:: PROBLEMS TO WORK ON ::
a. Answer these questions from the text on Cypher and the Movie data, marking each answer like its question:
(i) Where did the Movies database originate?
(ii) Which specification does Cypher support in AnzoGraph DB follow?
(iii) What company holds the registered trademark for Cypher?
b. In the text on Cypher and the Movie data, turn the paragraph beginning "This topic provides information about loading" into a short bulleted list that keeps its main facts.
c. Which software products and query languages does the text on Cypher and the Movie data name? List them all.

:: TEXT BLOCK ::

---------------

Working with Cypher and the Movie Data

This topic provides information about loading the Movies demo data and running example Cypher queries such as those described in the Neo4j sandbox environment (where the Movies database originated). The Movies data set is based on the graph database provided in the Neo4j sandbox environment. For users already familiar with Cypher, using this data set previews AnzoGraph DB support of the Cypher language. You can run many of the same Cypher commands and queries as you would in other environments that support Cypher.

This topic demonstrates how you can run AnzoGraph DB queries using Cypher language syntax if you prefer using Cypher instead of SPARQL.

Cypher language support in AnzoGraph DB follows the open Cypher language specification as described in this Adobe Acrobat PDF document: https://s3.amazonaws.com/artifacts.opencypher.org/openCypher9.pdf

Refer to the Cypher Query Language Reference for a complete description of AnzoGraph DB Cypher language compatibility with the open Cypher language specification. Cypher® is a registered trademark of Neo4j, Inc.

Using the Cypher CLI (AZGBOLT)

---------------

[Entries taken from a collection]
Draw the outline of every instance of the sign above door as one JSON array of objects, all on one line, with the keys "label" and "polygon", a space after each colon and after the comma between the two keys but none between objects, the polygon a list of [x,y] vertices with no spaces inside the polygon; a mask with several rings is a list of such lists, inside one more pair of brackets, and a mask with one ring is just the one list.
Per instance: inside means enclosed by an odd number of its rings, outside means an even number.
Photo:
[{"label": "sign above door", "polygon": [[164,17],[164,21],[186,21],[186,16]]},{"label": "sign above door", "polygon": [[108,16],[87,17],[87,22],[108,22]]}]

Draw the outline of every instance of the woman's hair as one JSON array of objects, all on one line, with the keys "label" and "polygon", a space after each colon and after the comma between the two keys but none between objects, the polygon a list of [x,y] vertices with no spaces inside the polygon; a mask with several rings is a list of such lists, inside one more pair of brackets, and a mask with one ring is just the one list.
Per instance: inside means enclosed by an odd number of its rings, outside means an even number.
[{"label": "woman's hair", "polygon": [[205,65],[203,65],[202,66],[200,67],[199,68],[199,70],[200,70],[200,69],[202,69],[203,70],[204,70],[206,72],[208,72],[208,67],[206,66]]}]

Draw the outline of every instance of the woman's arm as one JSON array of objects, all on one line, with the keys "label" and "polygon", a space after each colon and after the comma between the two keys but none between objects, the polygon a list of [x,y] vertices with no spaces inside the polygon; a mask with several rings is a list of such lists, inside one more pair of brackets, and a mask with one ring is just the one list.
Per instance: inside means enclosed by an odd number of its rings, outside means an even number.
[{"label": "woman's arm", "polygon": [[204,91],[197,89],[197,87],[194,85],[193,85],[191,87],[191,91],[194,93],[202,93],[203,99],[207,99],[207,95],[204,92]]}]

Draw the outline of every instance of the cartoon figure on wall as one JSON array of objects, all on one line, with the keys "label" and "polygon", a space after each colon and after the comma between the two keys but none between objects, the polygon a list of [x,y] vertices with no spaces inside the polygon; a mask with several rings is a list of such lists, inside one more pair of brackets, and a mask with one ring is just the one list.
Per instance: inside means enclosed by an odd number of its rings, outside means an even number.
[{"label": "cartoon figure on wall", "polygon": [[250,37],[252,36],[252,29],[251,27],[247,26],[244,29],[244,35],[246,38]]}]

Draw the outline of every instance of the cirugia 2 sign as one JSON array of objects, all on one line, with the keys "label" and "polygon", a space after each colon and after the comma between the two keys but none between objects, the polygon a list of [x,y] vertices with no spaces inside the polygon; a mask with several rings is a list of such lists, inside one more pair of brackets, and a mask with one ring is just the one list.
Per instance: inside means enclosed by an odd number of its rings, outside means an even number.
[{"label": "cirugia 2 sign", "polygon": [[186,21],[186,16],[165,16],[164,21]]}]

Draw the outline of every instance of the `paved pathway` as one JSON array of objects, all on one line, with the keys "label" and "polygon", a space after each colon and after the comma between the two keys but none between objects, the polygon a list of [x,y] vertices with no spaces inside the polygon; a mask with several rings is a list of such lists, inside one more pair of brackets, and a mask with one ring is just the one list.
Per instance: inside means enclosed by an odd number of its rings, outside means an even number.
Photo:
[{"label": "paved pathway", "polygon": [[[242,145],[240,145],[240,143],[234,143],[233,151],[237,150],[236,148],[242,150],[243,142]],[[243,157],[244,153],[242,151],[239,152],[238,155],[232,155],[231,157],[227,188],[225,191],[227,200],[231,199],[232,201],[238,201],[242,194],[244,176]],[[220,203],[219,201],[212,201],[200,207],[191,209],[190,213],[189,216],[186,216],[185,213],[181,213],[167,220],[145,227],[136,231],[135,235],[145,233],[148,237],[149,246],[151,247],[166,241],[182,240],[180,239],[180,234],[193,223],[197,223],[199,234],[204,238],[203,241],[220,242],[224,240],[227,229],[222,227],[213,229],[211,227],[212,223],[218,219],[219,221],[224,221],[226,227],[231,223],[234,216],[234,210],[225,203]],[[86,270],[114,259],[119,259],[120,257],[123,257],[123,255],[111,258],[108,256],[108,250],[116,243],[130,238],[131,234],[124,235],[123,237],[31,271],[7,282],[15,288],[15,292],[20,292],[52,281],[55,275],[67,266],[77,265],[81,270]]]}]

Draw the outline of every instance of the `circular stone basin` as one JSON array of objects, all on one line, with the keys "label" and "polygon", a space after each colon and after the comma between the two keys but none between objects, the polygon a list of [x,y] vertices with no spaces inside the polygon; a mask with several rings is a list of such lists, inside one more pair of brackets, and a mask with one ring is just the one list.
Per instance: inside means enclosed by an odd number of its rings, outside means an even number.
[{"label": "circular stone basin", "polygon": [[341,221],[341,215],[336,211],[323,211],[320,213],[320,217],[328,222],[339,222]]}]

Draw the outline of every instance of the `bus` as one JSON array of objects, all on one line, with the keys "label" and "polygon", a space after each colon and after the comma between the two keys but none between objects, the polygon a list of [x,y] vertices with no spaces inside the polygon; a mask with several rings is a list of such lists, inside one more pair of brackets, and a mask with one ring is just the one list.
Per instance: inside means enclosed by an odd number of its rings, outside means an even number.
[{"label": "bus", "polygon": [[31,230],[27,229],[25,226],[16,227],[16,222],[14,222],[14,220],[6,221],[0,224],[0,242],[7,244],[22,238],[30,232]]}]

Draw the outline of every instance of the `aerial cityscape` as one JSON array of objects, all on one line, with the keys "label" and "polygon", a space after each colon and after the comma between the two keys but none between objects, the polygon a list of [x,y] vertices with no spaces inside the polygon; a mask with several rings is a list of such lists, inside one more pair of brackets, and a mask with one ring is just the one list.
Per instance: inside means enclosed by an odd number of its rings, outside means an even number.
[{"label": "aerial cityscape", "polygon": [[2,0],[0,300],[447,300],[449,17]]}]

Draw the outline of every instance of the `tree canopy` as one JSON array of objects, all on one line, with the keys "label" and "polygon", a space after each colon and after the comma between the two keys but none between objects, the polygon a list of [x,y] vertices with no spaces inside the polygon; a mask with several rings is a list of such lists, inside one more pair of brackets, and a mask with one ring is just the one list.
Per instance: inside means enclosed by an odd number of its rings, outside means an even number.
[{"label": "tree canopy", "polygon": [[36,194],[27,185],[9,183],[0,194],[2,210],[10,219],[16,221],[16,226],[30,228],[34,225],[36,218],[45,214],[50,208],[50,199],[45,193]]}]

---------------

:: RESPONSE LIST ::
a.
(i) The Neo4j sandbox environment.
(ii) The open Cypher language specification.
(iii) Neo4j, Inc.

b.
- Explains loading the Movies demo data and running example Cypher queries like those in the Neo4j sandbox environment.
- The Movies data set is based on the graph database from the Neo4j sandbox, where it originated.
- For users who know Cypher, it previews AnzoGraph DB's Cypher support.
- Many of the same Cypher commands and queries work as in other Cypher-supporting environments.

c.
- Cypher
- SPARQL
- AnzoGraph DB
- Neo4j sandbox environment
- Adobe Acrobat
- Cypher CLI (AZGBOLT)